TASK DATA:
·····

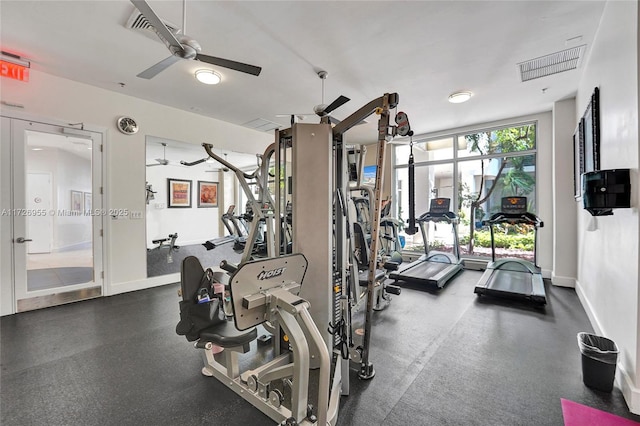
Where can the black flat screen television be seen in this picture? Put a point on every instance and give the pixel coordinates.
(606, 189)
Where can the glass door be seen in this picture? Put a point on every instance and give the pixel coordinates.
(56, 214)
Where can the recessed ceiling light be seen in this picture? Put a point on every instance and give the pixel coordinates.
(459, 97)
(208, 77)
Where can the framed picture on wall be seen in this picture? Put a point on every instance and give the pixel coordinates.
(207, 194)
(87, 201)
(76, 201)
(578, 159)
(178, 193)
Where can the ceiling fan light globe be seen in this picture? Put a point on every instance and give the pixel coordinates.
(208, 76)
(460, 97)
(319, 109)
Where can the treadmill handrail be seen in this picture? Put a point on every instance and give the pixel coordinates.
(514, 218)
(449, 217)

·····

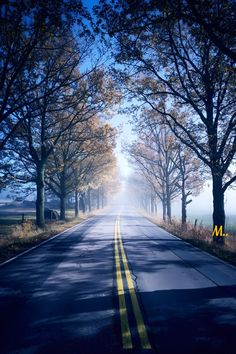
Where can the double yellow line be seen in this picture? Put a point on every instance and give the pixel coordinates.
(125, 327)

·····

WHAT TO WORK ON: Which lines in the listing above contain the word "ceiling"? Locate each one and copy it in full.

SOLUTION TO THIS TASK:
Where can the recessed ceiling light be seen in this picture? Put a point on every instance and give the pixel coordinates.
Where can the ceiling fan light globe be seen in this picture? Put a point on every instance and give the pixel coordinates.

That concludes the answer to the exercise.